# CHALLENGE
Write every line of the data below as a JSON list of strings, with one string for each line and no blank lines.

---------- THE RECORDS ----------

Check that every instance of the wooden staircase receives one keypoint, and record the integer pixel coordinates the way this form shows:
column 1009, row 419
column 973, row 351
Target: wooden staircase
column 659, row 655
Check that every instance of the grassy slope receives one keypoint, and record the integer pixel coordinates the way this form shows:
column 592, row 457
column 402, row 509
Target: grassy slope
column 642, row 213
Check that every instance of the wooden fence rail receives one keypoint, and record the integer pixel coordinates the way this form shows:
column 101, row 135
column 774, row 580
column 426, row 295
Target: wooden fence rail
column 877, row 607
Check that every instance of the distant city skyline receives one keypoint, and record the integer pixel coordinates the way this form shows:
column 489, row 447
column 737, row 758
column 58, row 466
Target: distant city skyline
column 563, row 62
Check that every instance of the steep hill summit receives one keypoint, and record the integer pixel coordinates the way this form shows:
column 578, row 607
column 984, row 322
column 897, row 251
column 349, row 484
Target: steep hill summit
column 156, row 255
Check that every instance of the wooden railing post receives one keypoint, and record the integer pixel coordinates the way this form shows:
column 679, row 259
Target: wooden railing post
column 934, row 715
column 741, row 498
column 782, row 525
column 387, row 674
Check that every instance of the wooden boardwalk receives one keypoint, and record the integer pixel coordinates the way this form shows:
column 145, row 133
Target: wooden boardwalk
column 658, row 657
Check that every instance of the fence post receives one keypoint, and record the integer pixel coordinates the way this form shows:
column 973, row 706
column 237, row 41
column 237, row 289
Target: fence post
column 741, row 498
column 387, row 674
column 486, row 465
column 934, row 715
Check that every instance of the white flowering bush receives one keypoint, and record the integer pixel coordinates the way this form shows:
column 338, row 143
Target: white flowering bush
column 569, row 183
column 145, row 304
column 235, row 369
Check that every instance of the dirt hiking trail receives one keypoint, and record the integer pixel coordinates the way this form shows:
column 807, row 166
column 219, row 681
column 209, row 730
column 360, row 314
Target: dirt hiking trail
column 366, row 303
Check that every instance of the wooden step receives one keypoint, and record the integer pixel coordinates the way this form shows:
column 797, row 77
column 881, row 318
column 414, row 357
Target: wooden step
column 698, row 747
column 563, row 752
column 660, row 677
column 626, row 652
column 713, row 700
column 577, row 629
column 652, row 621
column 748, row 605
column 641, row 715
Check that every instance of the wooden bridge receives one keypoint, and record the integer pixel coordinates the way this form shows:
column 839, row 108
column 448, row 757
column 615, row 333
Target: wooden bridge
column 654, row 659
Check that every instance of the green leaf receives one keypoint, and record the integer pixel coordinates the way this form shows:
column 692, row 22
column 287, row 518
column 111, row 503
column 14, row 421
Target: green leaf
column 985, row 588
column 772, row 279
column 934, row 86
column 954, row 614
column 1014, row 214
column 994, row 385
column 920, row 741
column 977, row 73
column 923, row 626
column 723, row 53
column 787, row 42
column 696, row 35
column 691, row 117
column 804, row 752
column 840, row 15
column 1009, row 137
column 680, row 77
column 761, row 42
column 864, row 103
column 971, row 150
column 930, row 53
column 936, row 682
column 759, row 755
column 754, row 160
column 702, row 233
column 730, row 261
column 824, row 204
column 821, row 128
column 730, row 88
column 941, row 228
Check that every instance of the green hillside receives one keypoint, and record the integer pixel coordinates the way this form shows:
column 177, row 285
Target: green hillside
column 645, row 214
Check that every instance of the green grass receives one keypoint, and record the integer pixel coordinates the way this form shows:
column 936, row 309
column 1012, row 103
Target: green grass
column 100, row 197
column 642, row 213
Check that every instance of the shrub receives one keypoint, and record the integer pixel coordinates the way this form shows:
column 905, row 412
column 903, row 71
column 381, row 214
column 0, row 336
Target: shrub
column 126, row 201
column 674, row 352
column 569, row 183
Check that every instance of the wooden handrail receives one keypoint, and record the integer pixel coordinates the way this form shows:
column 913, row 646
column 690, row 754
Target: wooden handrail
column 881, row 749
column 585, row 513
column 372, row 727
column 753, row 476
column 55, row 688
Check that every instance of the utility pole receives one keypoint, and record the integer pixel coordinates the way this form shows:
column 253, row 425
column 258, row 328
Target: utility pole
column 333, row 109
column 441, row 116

----------

# COMPLETE OUTPUT
[
  "Check that every instance of the wooden staircase receives one keypoint, and record the integer pixel coordinates the way this form shows:",
  "column 1009, row 419",
  "column 973, row 351",
  "Target: wooden staircase",
  "column 659, row 655",
  "Check that every instance of the grassy slope receives one keypoint, and record the integer pixel coordinates the way this form shows:",
  "column 592, row 457",
  "column 402, row 509",
  "Target: grassy slope",
  "column 642, row 213",
  "Check that every instance of the wooden fence rail receives one keypoint, and record the integer pixel coordinates the way this form shows:",
  "column 101, row 135",
  "column 774, row 580",
  "column 426, row 295",
  "Target: wooden fence rail",
  "column 877, row 607",
  "Check that every instance of the distant city skyline receives one keypoint, and record the integer pixel coordinates the way this form shows:",
  "column 489, row 447",
  "column 737, row 758",
  "column 58, row 466",
  "Target: distant city skyline",
  "column 563, row 62",
  "Check that every instance of the steep hill summit receives one keypoint, and record the integer pixel coordinates the way this form shows:",
  "column 578, row 607",
  "column 984, row 322",
  "column 897, row 251",
  "column 349, row 484",
  "Target: steep hill summit",
  "column 156, row 255",
  "Check that every instance of the wooden railing post receives one keypoint, and record the integer pixel coordinates the way this form shows:",
  "column 679, row 259",
  "Target: wooden railing post",
  "column 934, row 715",
  "column 741, row 498",
  "column 782, row 525",
  "column 387, row 674",
  "Check that every instance of the wooden boardwalk receives one keypoint, and record the integer pixel coordinates the way this form shows:",
  "column 145, row 133",
  "Target: wooden boardwalk",
  "column 658, row 657",
  "Check that every instance of the fence post receives one keypoint, and record the integer pixel coordinates the way this form shows:",
  "column 973, row 706",
  "column 237, row 41",
  "column 237, row 289",
  "Target: fence post",
  "column 741, row 498",
  "column 387, row 674",
  "column 486, row 465",
  "column 934, row 715",
  "Check that every instance of the white flowering bush receives one keypoint, and record the integer pixel coordinates the way this form shows:",
  "column 338, row 143",
  "Target: white flowering bush",
  "column 569, row 183",
  "column 145, row 304",
  "column 235, row 369",
  "Check that every instance of the dirt hiking trail receives one keypoint, and record the integer pixel coordinates the way this form shows:",
  "column 807, row 166",
  "column 219, row 681",
  "column 209, row 730",
  "column 360, row 314",
  "Target: dirt hiking trail",
  "column 366, row 303",
  "Check that every instance of the wooden step receives one keypoint, and record the integer pixel coordinates the way this form shows:",
  "column 797, row 77",
  "column 881, row 318",
  "column 414, row 357",
  "Target: wooden step",
  "column 698, row 747",
  "column 563, row 752",
  "column 660, row 677",
  "column 626, row 652",
  "column 713, row 700",
  "column 577, row 629",
  "column 652, row 621",
  "column 748, row 605",
  "column 641, row 715",
  "Check that every instance of the wooden bridge receives one keypoint, and record the integer pixel coordinates the way this form shows:",
  "column 839, row 108",
  "column 448, row 757",
  "column 615, row 333",
  "Target: wooden bridge",
  "column 654, row 659",
  "Check that every instance of the green leaf receives one keypoint, and record the integer pixel coordinates the way this form shows:",
  "column 692, row 22",
  "column 287, row 518",
  "column 111, row 503",
  "column 14, row 421",
  "Target: green leaf",
  "column 985, row 588",
  "column 772, row 279",
  "column 934, row 86",
  "column 954, row 614",
  "column 1014, row 214",
  "column 994, row 385",
  "column 920, row 741",
  "column 977, row 73",
  "column 923, row 626",
  "column 723, row 53",
  "column 787, row 42",
  "column 696, row 35",
  "column 691, row 117",
  "column 804, row 752",
  "column 840, row 15",
  "column 1009, row 137",
  "column 680, row 77",
  "column 761, row 42",
  "column 864, row 103",
  "column 971, row 150",
  "column 930, row 53",
  "column 936, row 682",
  "column 759, row 755",
  "column 754, row 160",
  "column 702, row 233",
  "column 730, row 261",
  "column 824, row 204",
  "column 821, row 128",
  "column 730, row 88",
  "column 941, row 228",
  "Check that every instance of the green hillside receives one keypoint, and record the integer pixel coordinates the way this form shows:",
  "column 177, row 285",
  "Target: green hillside",
  "column 645, row 214",
  "Check that every instance of the green grass receives one keypoint, and record the integer pixel coordinates the way this form shows:",
  "column 936, row 309",
  "column 1012, row 103",
  "Target: green grass",
  "column 100, row 197",
  "column 642, row 213",
  "Check that every instance of the shrub receives one keypoint, and record the integer pixel coordinates the way this form shows:",
  "column 905, row 412",
  "column 903, row 71",
  "column 381, row 214",
  "column 0, row 336",
  "Target: shrub",
  "column 126, row 201",
  "column 674, row 352",
  "column 569, row 183",
  "Check that every instance of the wooden handrail receives one keypoint, and record the integer pixel coordinates the way this form shows:",
  "column 913, row 646",
  "column 690, row 754",
  "Target: wooden handrail",
  "column 881, row 749",
  "column 585, row 513",
  "column 372, row 727",
  "column 753, row 476",
  "column 55, row 688",
  "Check that every instance of the utility pole receives one keypoint, and record the integer pixel coordinates the way this form shows:",
  "column 253, row 425",
  "column 258, row 328",
  "Target: utility pole",
  "column 333, row 109",
  "column 441, row 116"
]